======== The data

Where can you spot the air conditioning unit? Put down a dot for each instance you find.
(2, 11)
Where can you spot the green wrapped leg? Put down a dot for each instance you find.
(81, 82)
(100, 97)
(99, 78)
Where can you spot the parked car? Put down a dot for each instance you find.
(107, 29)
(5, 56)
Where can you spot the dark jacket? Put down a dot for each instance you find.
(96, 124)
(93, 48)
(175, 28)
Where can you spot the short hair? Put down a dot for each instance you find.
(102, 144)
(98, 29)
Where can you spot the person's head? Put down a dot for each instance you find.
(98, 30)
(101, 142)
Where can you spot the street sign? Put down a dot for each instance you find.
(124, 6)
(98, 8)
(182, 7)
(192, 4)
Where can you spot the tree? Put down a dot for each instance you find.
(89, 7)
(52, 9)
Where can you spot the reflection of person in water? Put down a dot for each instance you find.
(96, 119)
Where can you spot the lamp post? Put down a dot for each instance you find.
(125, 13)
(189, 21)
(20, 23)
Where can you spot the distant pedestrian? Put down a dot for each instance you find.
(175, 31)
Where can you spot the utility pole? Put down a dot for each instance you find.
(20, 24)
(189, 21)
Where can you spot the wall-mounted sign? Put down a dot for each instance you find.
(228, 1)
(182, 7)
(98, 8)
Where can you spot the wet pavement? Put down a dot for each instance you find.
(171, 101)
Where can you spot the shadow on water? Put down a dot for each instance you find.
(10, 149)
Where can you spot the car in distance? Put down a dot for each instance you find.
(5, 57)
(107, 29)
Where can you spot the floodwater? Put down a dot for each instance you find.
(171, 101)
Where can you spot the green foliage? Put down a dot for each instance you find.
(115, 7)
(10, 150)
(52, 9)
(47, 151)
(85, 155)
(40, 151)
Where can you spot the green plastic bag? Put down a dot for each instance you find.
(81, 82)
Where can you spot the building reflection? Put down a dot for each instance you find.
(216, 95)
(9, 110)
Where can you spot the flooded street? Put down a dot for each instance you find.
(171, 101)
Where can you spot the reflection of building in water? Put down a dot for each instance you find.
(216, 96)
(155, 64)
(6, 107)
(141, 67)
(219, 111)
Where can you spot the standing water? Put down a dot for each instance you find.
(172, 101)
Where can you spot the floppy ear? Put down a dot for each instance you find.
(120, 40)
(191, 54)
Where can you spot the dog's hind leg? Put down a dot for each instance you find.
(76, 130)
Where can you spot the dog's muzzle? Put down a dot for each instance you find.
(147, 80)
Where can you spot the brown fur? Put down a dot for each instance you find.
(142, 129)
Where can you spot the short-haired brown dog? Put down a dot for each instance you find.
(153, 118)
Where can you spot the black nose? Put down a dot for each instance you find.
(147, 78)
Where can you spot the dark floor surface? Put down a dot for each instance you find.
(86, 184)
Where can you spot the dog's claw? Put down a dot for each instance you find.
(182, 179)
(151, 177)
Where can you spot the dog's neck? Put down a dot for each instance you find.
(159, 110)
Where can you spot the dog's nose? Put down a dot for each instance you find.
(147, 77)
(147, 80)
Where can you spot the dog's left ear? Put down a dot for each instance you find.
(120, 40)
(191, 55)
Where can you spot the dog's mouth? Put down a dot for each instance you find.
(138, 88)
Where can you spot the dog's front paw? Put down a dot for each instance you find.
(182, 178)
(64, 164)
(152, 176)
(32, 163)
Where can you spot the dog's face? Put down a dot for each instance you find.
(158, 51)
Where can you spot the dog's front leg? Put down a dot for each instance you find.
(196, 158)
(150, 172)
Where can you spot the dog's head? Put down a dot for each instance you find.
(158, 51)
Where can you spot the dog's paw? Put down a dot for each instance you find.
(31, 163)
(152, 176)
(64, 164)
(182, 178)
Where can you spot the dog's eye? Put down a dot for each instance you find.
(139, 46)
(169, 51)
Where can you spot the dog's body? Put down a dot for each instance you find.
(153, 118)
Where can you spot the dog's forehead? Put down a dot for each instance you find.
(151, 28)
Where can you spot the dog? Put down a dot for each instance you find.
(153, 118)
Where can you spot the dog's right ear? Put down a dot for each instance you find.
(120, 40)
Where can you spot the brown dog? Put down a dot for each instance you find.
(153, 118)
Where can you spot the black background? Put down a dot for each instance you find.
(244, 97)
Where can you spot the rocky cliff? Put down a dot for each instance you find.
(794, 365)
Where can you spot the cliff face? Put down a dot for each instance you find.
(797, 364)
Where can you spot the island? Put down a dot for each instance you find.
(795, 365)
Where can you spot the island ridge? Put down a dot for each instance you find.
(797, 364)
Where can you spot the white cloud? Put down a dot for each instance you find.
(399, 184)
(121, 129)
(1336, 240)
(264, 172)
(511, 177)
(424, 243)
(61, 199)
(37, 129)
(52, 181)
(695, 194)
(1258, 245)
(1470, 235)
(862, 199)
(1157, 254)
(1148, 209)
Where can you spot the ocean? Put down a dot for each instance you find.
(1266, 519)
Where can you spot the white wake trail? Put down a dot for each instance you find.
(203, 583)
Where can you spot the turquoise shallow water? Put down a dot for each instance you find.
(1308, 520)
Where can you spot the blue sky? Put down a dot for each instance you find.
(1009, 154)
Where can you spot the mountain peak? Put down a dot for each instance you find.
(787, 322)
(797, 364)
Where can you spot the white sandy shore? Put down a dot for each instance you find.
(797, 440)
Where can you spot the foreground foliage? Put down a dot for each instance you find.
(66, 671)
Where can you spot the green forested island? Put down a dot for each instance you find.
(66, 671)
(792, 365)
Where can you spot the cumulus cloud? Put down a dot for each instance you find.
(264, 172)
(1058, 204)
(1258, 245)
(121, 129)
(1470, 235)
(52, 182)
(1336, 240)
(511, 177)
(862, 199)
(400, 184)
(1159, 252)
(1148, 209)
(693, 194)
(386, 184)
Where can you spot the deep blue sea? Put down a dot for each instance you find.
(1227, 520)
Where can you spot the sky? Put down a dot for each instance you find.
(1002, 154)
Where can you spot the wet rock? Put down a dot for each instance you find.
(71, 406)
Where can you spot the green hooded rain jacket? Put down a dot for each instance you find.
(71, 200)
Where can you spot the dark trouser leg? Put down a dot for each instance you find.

================

### Written instruction
Every record above should be copied exactly.

### The result
Where can you spot the air conditioning unit? Put down a dot for each instance you find.
(2, 11)
Where can you spot the green wrapped leg? Put down a dot for each instance you find.
(81, 82)
(100, 97)
(99, 78)
Where can you spot the parked car? Put down a dot for each instance you find.
(107, 29)
(5, 56)
Where can you spot the dark jacket? Put down a dot for each instance you find.
(96, 124)
(93, 48)
(175, 28)
Where can you spot the short hair? Put down a dot for each instance you find.
(102, 144)
(98, 29)
Where can you spot the person's head? Put down a dot for each instance you find.
(98, 30)
(101, 142)
Where can you spot the street sign? Put down a dot for each instance you find.
(124, 6)
(98, 8)
(182, 7)
(192, 4)
Where can you spot the tree? Put down a dot for each instance you find.
(89, 7)
(52, 9)
Where can you spot the reflection of person in water? Put down a dot for each instance you find.
(96, 119)
Where can you spot the lamp post? Put down a dot for each instance you find.
(125, 13)
(189, 21)
(20, 23)
Where can you spot the distant pedestrian? Put down a dot for each instance you find.
(175, 31)
Where can you spot the utility pole? Put down a dot for each instance you find.
(20, 24)
(189, 21)
Where can you spot the wall-mounted sign? Put down a dot for each instance you find.
(228, 1)
(182, 7)
(98, 8)
Where can you spot the wet pavement? Put down a dot for each instance you find.
(171, 101)
Where can you spot the shadow on water? Put down a dot for each instance you find.
(10, 149)
Where can you spot the car in distance? Put down a dot for each instance you find.
(5, 57)
(107, 29)
Where can you spot the floodwater? Put down a dot for each instance you find.
(171, 101)
Where can you spot the green foliage? Put down a dot for each instance you find.
(115, 7)
(10, 150)
(52, 9)
(47, 151)
(85, 155)
(40, 151)
Where can you spot the green plastic bag? Put down a dot for each instance you find.
(81, 82)
Where can you spot the building reflection? Put down a dot for each instance you find.
(216, 95)
(9, 110)
Where can you spot the flooded street? Put down a dot for each instance you find.
(171, 101)
Where can you spot the reflection of building in water? Put down a dot for each instance you find.
(216, 96)
(155, 64)
(6, 107)
(141, 67)
(219, 111)
Where can you spot the standing water? Put down a dot for each instance you find.
(172, 101)
Where can you spot the floppy ear? Put down a dot for each instance you find.
(120, 40)
(191, 54)
Where can you spot the dog's hind leg? Put down a dot for each instance you find.
(76, 130)
Where can you spot the dog's muzzle? Put down a dot for each instance you find.
(147, 80)
Where can you spot the brown fur? Put down a dot for each instance you find.
(142, 129)
Where can you spot the short-haired brown dog? Put down a dot for each instance you find.
(153, 118)
Where can you spot the black nose? Put down a dot for each instance you find.
(147, 78)
Where can you spot the dark floor surface? Put down a dot for each instance you find.
(86, 184)
Where can you spot the dog's claw? Put down a dot for each instance you find.
(182, 179)
(151, 177)
Where can you spot the dog's neck? Put down a dot for each instance you find.
(159, 110)
Where can you spot the dog's nose? Put down a dot for each instance you find.
(147, 77)
(147, 80)
Where can you spot the dog's left ear? Put down a dot for each instance you find.
(120, 40)
(191, 55)
Where can you spot the dog's mouth? Put down a dot for each instance you find.
(138, 88)
Where can you spot the dog's front paw? Put down a dot for each instance you find.
(182, 178)
(64, 164)
(152, 176)
(32, 163)
Where can you spot the dog's face? Put down a dot for each instance you find.
(158, 51)
Where can you spot the dog's front leg? Put down a dot for each instance you find.
(196, 158)
(150, 172)
Where can you spot the dog's head? Put down a dot for each instance you find.
(158, 51)
Where can you spot the dog's paw? Put down a dot for each instance you find.
(31, 163)
(152, 176)
(64, 164)
(182, 178)
Where can you spot the dog's eye? Put down a dot for each instance you find.
(139, 46)
(169, 51)
Where can you spot the dog's body? Put down a dot for each instance you find.
(153, 118)
Where can you spot the dog's forehead? Put down a dot for each instance you find.
(151, 28)
Where can you spot the dog? Put down a dot for each instance you find.
(153, 118)
Where can you spot the dog's right ear? Put down a dot for each instance you find.
(120, 40)
Where can you spot the brown dog? Put down a dot for each instance you find.
(153, 118)
Where can you spot the black background? Put down a dot for each instance you find.
(244, 97)
Where can you spot the rocky cliff? Put down a dot for each instance you find.
(794, 365)
Where can you spot the cliff face? Put down a dot for each instance you find.
(797, 364)
Where can you spot the island? Put down a dot for each instance you find.
(795, 365)
Where can you spot the island ridge? Put down a dot for each instance you find.
(797, 364)
Where can you spot the white cloud? Put down a dot for each instance you find.
(399, 184)
(121, 129)
(1336, 240)
(264, 172)
(511, 177)
(424, 243)
(61, 199)
(37, 129)
(52, 181)
(695, 194)
(1258, 245)
(1470, 235)
(862, 199)
(1157, 254)
(1148, 209)
Where can you spot the ocean? Put down a dot for each instance you find.
(1266, 519)
Where can you spot the white wake trail? Put down a dot for each instance you find.
(203, 583)
Where can you spot the turquoise shallow water? Put down a dot for each instance you find.
(1308, 520)
Where can you spot the blue sky? Put down a dot for each instance you find.
(1009, 154)
Where can you spot the mountain peak? Put down a dot for each instance you find.
(787, 322)
(797, 364)
Where can you spot the white sandy shore? Put down a dot for each instance you find.
(797, 440)
Where can you spot the foreground foliage? Put down a dot for each instance you find.
(66, 671)
Where can you spot the green forested island? Put down a dot for each instance you find.
(66, 671)
(792, 365)
Where can you spot the cumulus cloud? Put down a dot for each instance you find.
(264, 172)
(1058, 204)
(1258, 245)
(121, 129)
(1470, 235)
(52, 182)
(1336, 240)
(511, 177)
(862, 199)
(400, 184)
(1159, 252)
(1148, 209)
(693, 194)
(386, 184)
Where can you spot the deep blue sea? Put down a dot for each instance you find.
(1227, 520)
Where can you spot the sky? Put down a dot for each instance you find.
(1002, 154)
Where can you spot the wet rock? Put down a dot for each instance you find.
(71, 406)
Where can you spot the green hooded rain jacket? Put down a dot for each instance you find.
(71, 200)
Where can you spot the dark trouser leg? Put down a dot for each instance you find.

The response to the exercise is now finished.